Summarizing, we have C++ files (.c, .cpp) and header files (.h, .hpp) and we translate each soure code file (.c, .cpp) into an object file (.o) in order link together all objects with libraries (.o, .lib) into an executable (.exe on Windows, just a name on Linux).

With this theory, we are set to start learning the core language while already understanding a bit the files that we will create.

Hello World#

The following program is the first program you should learn and understand. It just prints out “Hello World” to the screen. We will provide four information aspects in this script: the source code file (C++), a Makefile (which contains the compiler arguments, at the moment just compiling, the output of compiling (could become interesting later) and the output of running the program (note that the first line is the invocation for the case we are later giving arguments). In the HTML version of this book, they are alternative with each other (tabs), in print, they are a bit lengthy, but in this way everything remains complete.

#include<stdio.h>

int main(void)
{
    printf("Hello World!\n");
    return 0;
}
all: 
	g++ -Wall -o 01_oldhelloworld 01_oldhelloworld.cpp
run: 
	./01_oldhelloworld


The file (like any other C++ files) first lists a few of header files to include (here stdio.h, defined in the POSIX standards, see https://pubs.opengroup.org/onlinepubs/9699919799/basedefs/stdio.h.html.

From this library, we are relying on the printf function to just output a string.

C is an imperative language and instructs a computer step by step, the entry point (where this processing starts) is a special function called main (WinMain for Windows programs). Similar to what we have seen for the shell examples, the n denotes a special character “new line” and makes sure that the program does not only output Hello World!, but also continues to the next line.

Note

There is a very traditional incompatibility between Windows and Linux with respect to new lines: The Linefeed (LF, n) is sufficient on Linux and Unix, but on Windows, lines are typically ending with CR-LF: first a carriage return (CR, r), then a line feed (n).

The printf function is a powerful utility you can find in all programming languages and it can format various values into the output, what we will cover a bit later, but it has also some downsides, mainly with respect to security and reliability. Hence, printf is not used that much in safety-oriented code.

Hello C++ World#

In contrast to C, C++ has introduced the concept of an iostream which better reflects the nature of the standard input and standard ouput. A stream is an object that can represent a file, a network connection, or just a terminal window and one can stream various information into it. Therefore, an operator << is implemented, which takes variables, strings, or whatever information. In this way, type conversion is safe and automatic.

In order to output data to the user, the C++ libraries define a header iostreams which define cout (C output), cerr (standard error output) and cin (for input, used with a >> stream operator).

Hence, the same program written in idiomatic C++ looks like this:

#include<iostream>

int main(void)

### What you should do
Determine whether each statement agrees with the tutorial excerpt, answering yes or no and quoting the words that decide it: (a) The entry point of a C program is a special function called main, or WinMain for Windows programs. (b) The printf function is widely used in safety-oriented code. (c) In the C++ libraries, cerr is used for input. The entries come from a separate source and are not part of the tutorial excerpt.

### Dataset entries
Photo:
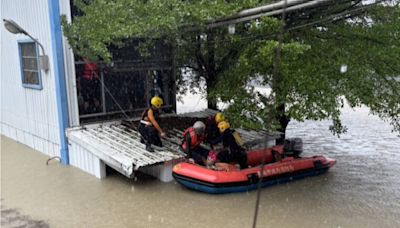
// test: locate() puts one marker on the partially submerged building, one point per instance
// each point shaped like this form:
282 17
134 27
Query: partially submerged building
65 107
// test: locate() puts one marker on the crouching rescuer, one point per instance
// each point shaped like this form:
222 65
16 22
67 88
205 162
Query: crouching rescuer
192 138
149 128
233 151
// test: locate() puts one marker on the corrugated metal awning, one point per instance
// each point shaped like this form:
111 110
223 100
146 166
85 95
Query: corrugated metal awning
120 147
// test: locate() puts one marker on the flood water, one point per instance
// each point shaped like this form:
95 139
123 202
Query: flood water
362 190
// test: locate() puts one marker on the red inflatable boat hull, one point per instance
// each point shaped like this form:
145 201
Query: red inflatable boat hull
200 178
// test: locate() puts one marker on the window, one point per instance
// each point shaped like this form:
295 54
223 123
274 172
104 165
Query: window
29 65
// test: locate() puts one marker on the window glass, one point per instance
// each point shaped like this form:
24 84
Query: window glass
29 65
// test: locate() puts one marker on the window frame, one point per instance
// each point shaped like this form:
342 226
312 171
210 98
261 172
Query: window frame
38 86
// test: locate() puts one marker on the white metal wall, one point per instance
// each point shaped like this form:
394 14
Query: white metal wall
69 63
28 116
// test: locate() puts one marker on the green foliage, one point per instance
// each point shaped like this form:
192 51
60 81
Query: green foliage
304 75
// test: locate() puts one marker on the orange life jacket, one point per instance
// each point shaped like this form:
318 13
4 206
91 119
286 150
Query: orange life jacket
194 139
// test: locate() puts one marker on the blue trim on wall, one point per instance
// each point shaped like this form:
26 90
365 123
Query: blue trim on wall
58 65
31 86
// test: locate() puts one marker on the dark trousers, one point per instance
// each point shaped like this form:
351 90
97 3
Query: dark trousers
238 156
150 135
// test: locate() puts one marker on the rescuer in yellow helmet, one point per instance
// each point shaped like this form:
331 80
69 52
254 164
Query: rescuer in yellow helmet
149 128
212 123
231 141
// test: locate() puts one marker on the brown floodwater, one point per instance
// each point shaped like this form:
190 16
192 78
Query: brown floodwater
362 190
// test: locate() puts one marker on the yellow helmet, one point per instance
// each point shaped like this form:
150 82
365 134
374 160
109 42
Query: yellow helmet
223 125
157 101
219 117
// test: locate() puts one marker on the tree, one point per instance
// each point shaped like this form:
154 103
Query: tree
309 84
300 65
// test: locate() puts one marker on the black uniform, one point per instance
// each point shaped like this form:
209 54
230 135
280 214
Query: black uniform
235 152
212 130
149 132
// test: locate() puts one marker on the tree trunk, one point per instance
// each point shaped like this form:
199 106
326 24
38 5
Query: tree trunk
283 122
211 70
211 102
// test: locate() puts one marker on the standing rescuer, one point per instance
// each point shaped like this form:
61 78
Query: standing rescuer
149 128
192 138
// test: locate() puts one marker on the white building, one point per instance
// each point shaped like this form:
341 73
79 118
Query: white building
34 108
40 107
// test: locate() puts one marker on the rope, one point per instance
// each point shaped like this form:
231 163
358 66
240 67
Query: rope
275 72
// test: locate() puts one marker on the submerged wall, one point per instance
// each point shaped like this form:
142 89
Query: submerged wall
29 116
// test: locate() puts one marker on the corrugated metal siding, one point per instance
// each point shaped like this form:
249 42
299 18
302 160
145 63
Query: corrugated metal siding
69 63
119 147
28 115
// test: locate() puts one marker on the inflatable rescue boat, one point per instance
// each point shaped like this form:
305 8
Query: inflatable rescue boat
279 167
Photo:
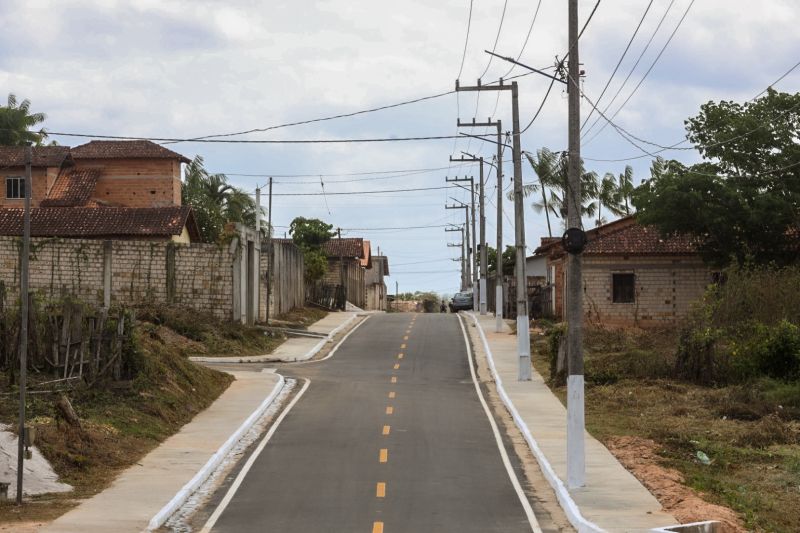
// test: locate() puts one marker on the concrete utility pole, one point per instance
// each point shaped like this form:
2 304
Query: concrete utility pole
269 251
576 460
463 262
498 301
23 319
523 337
466 208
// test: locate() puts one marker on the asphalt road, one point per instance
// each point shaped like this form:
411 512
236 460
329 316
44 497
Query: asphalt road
382 442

### Task answer
(a) Yes: "the entry point (where this processing starts) is a special function called main (WinMain for Windows programs)"
(b) No: "Hence, printf is not used that much in safety-oriented code."
(c) No: "cerr (standard error output)"